WHERE ticker IN ('SPY','QQQ','IWM','TLT','GLD') ANDyear=2026
ORDER BY ticker, date;
Signal: Newsletter Inbox (LLM-Enriched)
Property
Value
Domain
email
Signal name
newsletter_inbox
Output path
domain=email/signal=newsletter_inbox/
Glue table
stratum_gold_email_{env}.newsletter_inbox (note: separate Glue catalog DB, region-pinned to eu-west-1)
Source
silver_email ⟕ DynamoDB enrichment cache ({project}-{env}-email-enrichment). Silver itself is fed by SES inbound mail and the hourly RSS / Atom poller (Reuters, Fed/ECB/BoE press, FT, CNBC, etc. — see docs/tech/ingestion-scheduling.md#rss-ingestion-phase-2). RSS items land with alias='rss' and source_type='rss'.

Available data:
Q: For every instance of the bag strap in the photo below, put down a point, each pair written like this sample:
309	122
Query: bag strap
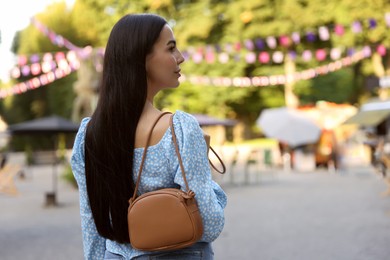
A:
144	153
146	148
220	160
178	153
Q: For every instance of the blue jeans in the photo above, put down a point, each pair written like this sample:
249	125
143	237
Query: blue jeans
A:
198	251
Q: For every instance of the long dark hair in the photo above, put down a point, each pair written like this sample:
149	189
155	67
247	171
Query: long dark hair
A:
109	141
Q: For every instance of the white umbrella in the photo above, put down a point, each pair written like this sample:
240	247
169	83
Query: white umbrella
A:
288	125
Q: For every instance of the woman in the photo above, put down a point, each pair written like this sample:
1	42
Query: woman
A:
141	58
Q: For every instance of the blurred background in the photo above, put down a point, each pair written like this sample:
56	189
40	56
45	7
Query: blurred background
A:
289	90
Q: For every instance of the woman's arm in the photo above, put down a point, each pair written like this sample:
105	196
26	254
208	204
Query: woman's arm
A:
209	195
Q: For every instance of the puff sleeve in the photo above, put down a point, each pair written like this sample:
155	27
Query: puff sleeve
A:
93	243
193	150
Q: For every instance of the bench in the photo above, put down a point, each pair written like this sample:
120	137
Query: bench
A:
44	157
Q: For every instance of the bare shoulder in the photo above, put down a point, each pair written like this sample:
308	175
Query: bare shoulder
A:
145	124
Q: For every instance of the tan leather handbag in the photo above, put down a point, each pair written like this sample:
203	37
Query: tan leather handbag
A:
165	219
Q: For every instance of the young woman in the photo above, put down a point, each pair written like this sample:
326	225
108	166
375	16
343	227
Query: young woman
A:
141	58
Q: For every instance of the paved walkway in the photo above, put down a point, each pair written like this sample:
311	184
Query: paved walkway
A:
286	216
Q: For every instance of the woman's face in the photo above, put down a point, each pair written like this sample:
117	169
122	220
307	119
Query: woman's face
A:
163	64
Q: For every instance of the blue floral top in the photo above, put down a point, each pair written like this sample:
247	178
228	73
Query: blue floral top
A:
161	170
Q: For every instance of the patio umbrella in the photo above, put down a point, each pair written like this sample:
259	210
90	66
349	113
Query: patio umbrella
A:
288	125
49	126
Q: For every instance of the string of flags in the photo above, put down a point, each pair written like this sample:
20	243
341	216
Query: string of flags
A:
271	43
37	82
272	80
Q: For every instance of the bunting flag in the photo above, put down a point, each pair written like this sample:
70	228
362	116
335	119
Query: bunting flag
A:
272	42
39	81
262	81
48	62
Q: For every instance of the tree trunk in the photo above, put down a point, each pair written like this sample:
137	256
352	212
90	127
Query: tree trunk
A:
379	71
290	98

Tasks to complete:
**1)** Retype the passage of the newsletter inbox documentation that opens with the words "WHERE ticker IN" and closes with "region-pinned to eu-west-1)", keeping every character as it appears.
**2)** Translate this sentence from the newsletter inbox documentation into Spanish: "RSS items land with alias='rss' and source_type='rss'."

Task-by-task answers:
**1)**
WHERE ticker IN ('SPY','QQQ','IWM','TLT','GLD') ANDyear=2026
ORDER BY ticker, date;
Signal: Newsletter Inbox (LLM-Enriched)
Property
Value
Domain
email
Signal name
newsletter_inbox
Output path
domain=email/signal=newsletter_inbox/
Glue table
stratum_gold_email_{env}.newsletter_inbox (note: separate Glue catalog DB, region-pinned to eu-west-1)

**2)** Los elementos RSS llegan con alias='rss' y source_type='rss'.